Point-per-instance localization data:
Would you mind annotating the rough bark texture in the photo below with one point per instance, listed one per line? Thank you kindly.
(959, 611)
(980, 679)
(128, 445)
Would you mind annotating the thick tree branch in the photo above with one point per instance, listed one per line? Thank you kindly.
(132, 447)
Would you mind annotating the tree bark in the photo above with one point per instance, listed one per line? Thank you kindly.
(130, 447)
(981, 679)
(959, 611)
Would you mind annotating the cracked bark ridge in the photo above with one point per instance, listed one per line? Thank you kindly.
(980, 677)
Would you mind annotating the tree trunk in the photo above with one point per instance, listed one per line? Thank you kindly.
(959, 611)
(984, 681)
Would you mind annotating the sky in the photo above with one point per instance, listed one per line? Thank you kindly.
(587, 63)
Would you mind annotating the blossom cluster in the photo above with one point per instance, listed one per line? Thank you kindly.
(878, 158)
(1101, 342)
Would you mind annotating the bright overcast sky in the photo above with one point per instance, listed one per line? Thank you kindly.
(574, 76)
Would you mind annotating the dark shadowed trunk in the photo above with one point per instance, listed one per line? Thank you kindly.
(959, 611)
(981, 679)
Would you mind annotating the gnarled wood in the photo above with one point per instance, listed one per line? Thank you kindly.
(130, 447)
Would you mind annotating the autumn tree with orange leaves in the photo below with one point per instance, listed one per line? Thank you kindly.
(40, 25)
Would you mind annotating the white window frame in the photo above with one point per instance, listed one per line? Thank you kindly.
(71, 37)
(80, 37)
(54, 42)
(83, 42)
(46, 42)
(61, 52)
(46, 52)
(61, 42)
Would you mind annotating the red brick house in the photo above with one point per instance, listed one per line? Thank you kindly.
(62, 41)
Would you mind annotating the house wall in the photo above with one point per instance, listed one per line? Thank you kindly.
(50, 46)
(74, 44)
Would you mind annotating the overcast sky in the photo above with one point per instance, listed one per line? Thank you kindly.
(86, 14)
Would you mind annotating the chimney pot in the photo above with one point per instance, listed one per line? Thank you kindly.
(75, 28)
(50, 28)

REQUIREMENT: Set down each record verbatim.

ANSWER SECTION:
Would you mind annotating the rough bark texture in the photo below with one point per instance, listed one per line? Thank you kindly.
(959, 611)
(980, 679)
(128, 445)
Would you mind annotating the thick tree branch in the photo above with one point per instance, listed one per line? Thank you kindly.
(132, 447)
Would you mind annotating the tree bark in the photo above with one point per instance, listed one per line? Thank you kindly.
(130, 447)
(981, 679)
(959, 611)
Would you mind annotating the cracked bark ridge in the photo above with one point per instance, listed one per line? Thank you kindly.
(980, 677)
Would you mind annotating the tree trunk in the photo above with one point per instance, listed one per line? Thank you kindly.
(959, 611)
(984, 681)
Would you mind annotating the sky in the photo above with one point per instance, listed one per line? Thank you kindly.
(587, 63)
Would you mind annotating the blossom cluster in the photo above with one point per instance, listed one per line? Thank you kindly.
(878, 158)
(1101, 342)
Would you mind annotating the bright overcast sky in the photo above with one point per instance, listed one per line? Thank you kindly.
(574, 76)
Would you mind annotating the dark shadowed trunk in the photo above with one point per instance, listed one per line? Thank you kindly.
(959, 611)
(981, 679)
Would you mind annotating the gnarled wood in the photo above with one point per instance, listed one per line? Thank you kindly.
(130, 447)
Would you mind annotating the autumn tree with orange leaves in the photo below with one point per instance, listed one per line? Thank you kindly.
(40, 25)
Would you mind annotating the white window frame in the photo above with one point per instance, listed one per line? Thank you kindly.
(71, 37)
(80, 37)
(54, 42)
(83, 42)
(46, 42)
(61, 52)
(46, 52)
(61, 42)
Would you mind annotating the red brick house in the photo above with one point per instance, listed one per line? Thank you kindly.
(62, 41)
Would you mind annotating the house wall in the photo above with one point per instance, listed one per line? Thank you kindly.
(50, 46)
(74, 44)
Would you mind annotating the overcast sky in the photo above with one point per instance, listed one per line? Thank you kindly.
(86, 14)
Would you mind annotating the chimney pot in the photo above with one point per instance, listed one per line? Thank you kindly.
(75, 28)
(50, 28)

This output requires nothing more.